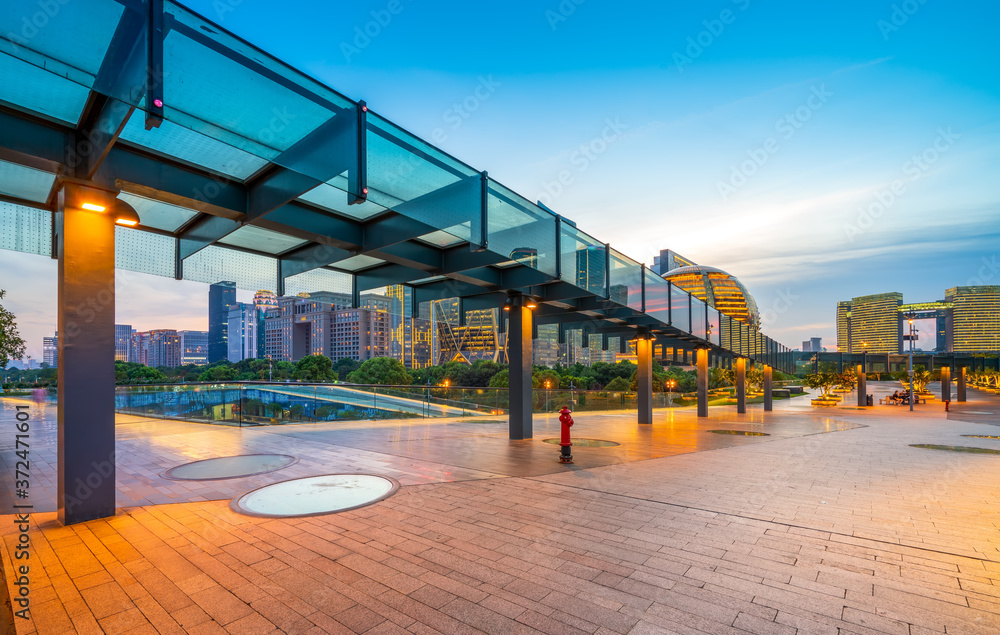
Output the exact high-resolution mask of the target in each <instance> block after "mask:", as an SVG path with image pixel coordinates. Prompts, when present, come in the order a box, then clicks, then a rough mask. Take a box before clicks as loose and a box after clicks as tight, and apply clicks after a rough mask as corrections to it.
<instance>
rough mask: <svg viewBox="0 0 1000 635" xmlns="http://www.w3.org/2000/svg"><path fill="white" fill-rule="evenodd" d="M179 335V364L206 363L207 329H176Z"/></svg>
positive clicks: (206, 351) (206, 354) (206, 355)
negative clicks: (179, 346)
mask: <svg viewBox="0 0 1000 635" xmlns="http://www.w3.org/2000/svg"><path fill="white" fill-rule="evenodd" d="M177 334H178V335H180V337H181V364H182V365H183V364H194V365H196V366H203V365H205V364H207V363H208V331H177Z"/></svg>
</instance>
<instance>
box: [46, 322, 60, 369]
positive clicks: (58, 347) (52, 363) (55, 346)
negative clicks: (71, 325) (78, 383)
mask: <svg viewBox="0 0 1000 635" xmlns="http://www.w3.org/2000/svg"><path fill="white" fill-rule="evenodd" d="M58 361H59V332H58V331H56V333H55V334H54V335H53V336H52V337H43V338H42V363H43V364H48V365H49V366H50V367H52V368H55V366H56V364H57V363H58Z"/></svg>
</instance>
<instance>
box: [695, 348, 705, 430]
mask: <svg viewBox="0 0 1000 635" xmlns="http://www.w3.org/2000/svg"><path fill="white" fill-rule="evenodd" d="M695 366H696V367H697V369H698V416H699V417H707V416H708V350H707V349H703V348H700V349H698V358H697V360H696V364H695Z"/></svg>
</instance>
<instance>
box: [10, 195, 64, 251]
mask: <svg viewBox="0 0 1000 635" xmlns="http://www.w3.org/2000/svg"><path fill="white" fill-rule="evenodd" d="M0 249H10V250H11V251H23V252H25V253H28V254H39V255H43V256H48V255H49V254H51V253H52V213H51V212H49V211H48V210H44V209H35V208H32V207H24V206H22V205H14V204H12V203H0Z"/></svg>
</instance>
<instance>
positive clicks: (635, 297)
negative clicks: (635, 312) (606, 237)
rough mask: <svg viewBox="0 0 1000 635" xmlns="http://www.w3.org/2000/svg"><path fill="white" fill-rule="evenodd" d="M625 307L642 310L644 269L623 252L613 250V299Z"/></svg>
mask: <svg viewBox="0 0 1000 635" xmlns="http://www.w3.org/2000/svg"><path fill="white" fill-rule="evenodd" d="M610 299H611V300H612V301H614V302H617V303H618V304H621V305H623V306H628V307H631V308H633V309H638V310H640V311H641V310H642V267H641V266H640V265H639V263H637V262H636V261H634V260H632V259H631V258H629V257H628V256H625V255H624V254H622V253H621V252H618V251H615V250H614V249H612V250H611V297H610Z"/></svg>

• [What you will do] Every line above from the line with "positive clicks: (58, 347)" to the line with "negative clicks: (635, 312) (606, 237)", inclusive, must be returned exactly; no other line belongs in the reply.

• [Answer to the exercise]
positive clicks: (58, 347) (52, 363) (55, 346)
negative clicks: (71, 325) (78, 383)
mask: <svg viewBox="0 0 1000 635" xmlns="http://www.w3.org/2000/svg"><path fill="white" fill-rule="evenodd" d="M58 361H59V332H58V331H56V333H55V334H54V335H53V336H52V337H43V338H42V363H43V364H48V365H49V366H50V367H52V368H55V366H56V364H57V363H58Z"/></svg>
</instance>
<instance>
box: [695, 348, 705, 430]
mask: <svg viewBox="0 0 1000 635" xmlns="http://www.w3.org/2000/svg"><path fill="white" fill-rule="evenodd" d="M695 366H696V367H697V369H698V416H699V417H707V416H708V350H707V349H703V348H700V349H698V358H697V360H696V364H695Z"/></svg>
</instance>
<instance>
box: [10, 195, 64, 251]
mask: <svg viewBox="0 0 1000 635" xmlns="http://www.w3.org/2000/svg"><path fill="white" fill-rule="evenodd" d="M0 249H10V250H11V251H23V252H25V253H28V254H39V255H43V256H48V255H49V254H51V253H52V213H51V212H49V211H48V210H44V209H35V208H32V207H24V206H22V205H14V204H12V203H0Z"/></svg>
</instance>
<instance>
positive clicks: (635, 297)
negative clicks: (635, 312) (606, 237)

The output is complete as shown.